“Distende, e mostra il nostro Re de’ Monti,
L’alto Matese, a cui gelate nevi,
Ancor quando in Leone il Sole alberga,
Copron il mento, e la canuta testa”.
Così Lodovico Paterno (Piedimonte Matese, 1533 / Milano, 1559), autore di diversi componimenti, nella sua opera del 1561 “Le Nuove Fiamme”, descrive i Monti del Matese, al confine tra Campania e Molise. Oggi appare quasi impossibile il fatto che, nei mesi estivi di 500 anni or sono, le vette che in Appennino raggiungono e superano i 2000 m slm, potessero essere coperte di neve. Le stesse che nel boom sciistico degli anni ’70, quando la neve non era ancora un miraggio, sono state poi devastate da discutibili colate di cemento. Interessante, a tal proposito, il contributo di Maurizio Dematteis e Michele Nardelli “Inverno liquido”. La neve, questa sconosciuta! Eh sì, ci siamo già abituati alla sua, pressoché, scomparsa. Temi quali il riscaldamento globale, la desertificazione, i cambiamenti climatici, per citarne alcuni, tutti sinonimi di uno stesso incontrollabile fenomeno “naturale”, stanno progressivamente abituandoci a nuovi paesaggi i cui effetti sapremo cogliere, forse, quando anche i rubinetti delle nostre case saranno solo un ricordo.

MATERIALE MOSTRATO
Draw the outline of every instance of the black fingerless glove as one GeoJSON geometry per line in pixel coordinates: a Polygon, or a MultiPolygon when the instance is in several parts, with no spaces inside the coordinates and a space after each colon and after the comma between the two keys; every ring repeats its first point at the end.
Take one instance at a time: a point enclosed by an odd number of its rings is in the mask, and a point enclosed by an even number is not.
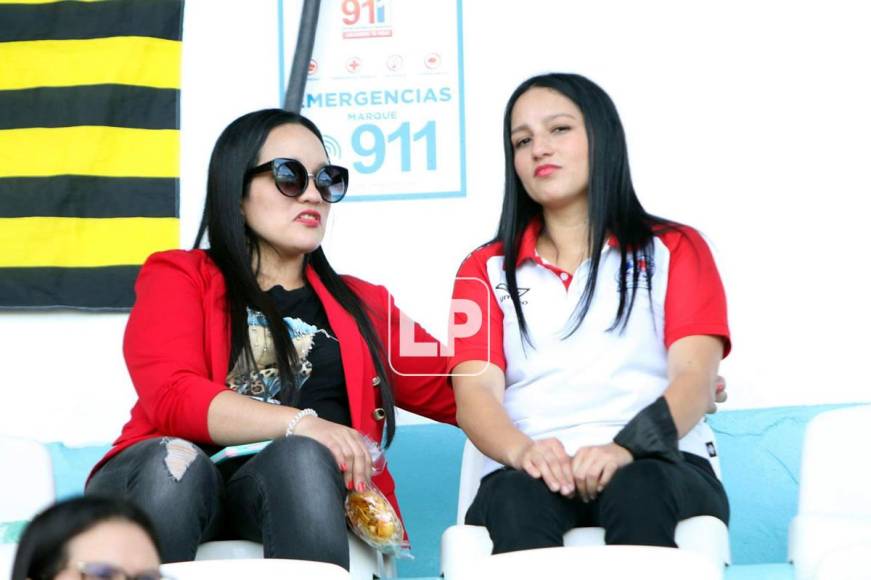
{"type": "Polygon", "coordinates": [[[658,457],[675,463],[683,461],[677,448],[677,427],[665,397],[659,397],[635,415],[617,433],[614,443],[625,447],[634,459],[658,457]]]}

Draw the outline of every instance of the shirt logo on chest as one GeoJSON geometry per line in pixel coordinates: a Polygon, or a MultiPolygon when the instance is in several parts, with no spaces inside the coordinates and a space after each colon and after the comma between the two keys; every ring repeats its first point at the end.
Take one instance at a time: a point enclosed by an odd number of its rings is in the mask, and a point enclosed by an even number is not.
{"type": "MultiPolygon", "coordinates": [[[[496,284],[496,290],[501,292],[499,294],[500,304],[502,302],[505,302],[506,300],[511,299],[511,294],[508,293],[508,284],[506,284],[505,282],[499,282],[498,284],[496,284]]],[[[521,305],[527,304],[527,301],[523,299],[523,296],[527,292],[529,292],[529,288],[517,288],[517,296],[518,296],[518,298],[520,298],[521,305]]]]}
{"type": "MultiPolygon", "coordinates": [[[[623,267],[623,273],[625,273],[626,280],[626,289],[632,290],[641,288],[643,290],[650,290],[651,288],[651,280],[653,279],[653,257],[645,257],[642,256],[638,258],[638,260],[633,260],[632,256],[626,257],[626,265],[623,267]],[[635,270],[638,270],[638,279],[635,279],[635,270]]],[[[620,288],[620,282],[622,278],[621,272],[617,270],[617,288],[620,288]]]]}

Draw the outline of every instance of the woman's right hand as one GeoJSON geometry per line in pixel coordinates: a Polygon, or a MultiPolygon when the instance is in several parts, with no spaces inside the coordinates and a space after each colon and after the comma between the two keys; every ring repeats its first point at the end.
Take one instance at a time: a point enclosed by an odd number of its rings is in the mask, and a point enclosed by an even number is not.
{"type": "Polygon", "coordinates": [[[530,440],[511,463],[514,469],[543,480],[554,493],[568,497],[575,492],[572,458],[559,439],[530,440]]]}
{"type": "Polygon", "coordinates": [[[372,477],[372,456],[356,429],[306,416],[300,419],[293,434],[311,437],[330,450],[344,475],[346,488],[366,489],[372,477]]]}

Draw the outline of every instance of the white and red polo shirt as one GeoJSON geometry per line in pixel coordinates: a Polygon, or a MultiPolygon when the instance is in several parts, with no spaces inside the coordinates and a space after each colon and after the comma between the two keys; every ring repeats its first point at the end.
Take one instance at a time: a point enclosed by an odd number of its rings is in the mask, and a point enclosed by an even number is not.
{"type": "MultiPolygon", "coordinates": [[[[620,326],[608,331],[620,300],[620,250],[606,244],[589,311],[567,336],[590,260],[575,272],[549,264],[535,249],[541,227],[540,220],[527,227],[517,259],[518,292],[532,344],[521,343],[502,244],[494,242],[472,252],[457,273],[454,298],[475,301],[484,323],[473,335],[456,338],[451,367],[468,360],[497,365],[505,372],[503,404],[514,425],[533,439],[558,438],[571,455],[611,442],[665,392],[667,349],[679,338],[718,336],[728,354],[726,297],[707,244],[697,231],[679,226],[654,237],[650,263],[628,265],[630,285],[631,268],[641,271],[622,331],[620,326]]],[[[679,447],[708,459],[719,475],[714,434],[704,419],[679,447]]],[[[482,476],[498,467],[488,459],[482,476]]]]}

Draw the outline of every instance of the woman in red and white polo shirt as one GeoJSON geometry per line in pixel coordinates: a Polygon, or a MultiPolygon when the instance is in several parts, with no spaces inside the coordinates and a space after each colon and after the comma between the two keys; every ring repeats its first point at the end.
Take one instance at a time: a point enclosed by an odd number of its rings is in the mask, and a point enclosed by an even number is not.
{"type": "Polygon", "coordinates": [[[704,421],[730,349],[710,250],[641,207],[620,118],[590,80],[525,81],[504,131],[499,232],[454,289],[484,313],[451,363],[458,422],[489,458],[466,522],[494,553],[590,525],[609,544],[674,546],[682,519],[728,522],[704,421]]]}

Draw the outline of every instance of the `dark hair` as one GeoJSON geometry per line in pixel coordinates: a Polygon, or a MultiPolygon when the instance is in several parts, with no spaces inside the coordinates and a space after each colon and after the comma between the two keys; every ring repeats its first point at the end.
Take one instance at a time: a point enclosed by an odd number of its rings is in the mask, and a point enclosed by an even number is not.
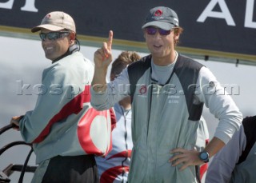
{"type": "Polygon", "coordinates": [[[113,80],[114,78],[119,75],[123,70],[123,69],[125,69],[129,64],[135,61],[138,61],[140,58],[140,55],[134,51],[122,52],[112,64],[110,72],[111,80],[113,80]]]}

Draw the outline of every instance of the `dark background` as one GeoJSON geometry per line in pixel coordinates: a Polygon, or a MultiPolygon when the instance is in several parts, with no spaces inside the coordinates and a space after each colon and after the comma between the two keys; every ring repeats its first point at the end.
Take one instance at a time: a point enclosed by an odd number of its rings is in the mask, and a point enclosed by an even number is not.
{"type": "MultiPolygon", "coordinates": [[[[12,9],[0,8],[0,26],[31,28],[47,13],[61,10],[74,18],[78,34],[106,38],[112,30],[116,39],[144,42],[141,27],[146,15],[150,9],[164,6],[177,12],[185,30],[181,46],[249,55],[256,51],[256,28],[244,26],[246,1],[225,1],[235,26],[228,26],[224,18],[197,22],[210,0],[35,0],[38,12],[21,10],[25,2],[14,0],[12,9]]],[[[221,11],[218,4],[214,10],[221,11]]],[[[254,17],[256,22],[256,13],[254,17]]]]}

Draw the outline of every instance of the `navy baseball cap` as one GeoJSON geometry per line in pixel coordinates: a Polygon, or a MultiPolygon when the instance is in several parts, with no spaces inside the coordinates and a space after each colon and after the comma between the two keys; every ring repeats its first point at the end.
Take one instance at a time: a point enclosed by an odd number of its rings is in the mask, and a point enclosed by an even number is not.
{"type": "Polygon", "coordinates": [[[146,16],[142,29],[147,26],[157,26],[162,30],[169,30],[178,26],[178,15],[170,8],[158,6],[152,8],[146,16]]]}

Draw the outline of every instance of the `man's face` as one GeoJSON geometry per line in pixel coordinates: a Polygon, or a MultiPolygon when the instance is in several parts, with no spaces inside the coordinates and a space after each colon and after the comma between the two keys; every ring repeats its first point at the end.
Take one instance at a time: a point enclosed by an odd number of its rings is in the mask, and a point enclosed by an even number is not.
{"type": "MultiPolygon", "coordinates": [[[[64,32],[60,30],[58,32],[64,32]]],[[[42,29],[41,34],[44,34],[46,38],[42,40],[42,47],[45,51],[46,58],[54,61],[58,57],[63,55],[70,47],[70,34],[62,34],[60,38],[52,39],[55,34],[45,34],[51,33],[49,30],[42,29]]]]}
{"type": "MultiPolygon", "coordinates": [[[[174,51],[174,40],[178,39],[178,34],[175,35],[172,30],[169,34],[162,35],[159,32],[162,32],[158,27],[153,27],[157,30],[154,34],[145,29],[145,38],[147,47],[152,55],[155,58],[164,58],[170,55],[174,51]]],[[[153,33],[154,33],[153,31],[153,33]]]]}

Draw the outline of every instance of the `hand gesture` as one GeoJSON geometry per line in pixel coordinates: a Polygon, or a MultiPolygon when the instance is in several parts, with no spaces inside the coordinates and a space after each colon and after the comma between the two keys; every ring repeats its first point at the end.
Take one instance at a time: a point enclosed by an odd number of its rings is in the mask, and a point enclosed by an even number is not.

ELENCO DEI COMPITI
1/ Riscrivi come elenco puntato il paragrafo del brano di lettura che comincia con «Così Lodovico Paterno» e conservane i fatti principali.
2/ Secondo il brano di lettura, al confine tra quali regioni si trovano i Monti del Matese?

ELENCO DELLE SOLUZIONI
1/
- Lodovico Paterno (Piedimonte Matese, 1533 / Milano, 1559), autore di diversi componimenti, descrive i Monti del Matese, al confine tra Campania e Molise, nella sua opera del 1561 "Le Nuove Fiamme".
- Oggi sembra quasi impossibile che, nei mesi estivi di 500 anni fa, le vette dell'Appennino che raggiungono e superano i 2000 m slm potessero essere coperte di neve.
- Durante il boom sciistico degli anni '70, quando la neve non era ancora un miraggio, quelle stesse vette furono devastate da discutibili colate di cemento.
- Su questo tema è interessante il contributo "Inverno liquido" di Maurizio Dematteis e Michele Nardelli.
- Ci siamo già abituati alla quasi totale scomparsa della neve.
- Riscaldamento globale, desertificazione e cambiamenti climatici ci stanno abituando progressivamente a nuovi paesaggi. Forse ne coglieremo gli effetti quando anche i rubinetti delle nostre case saranno solo un ricordo.

2/ Tra Campania e Molise.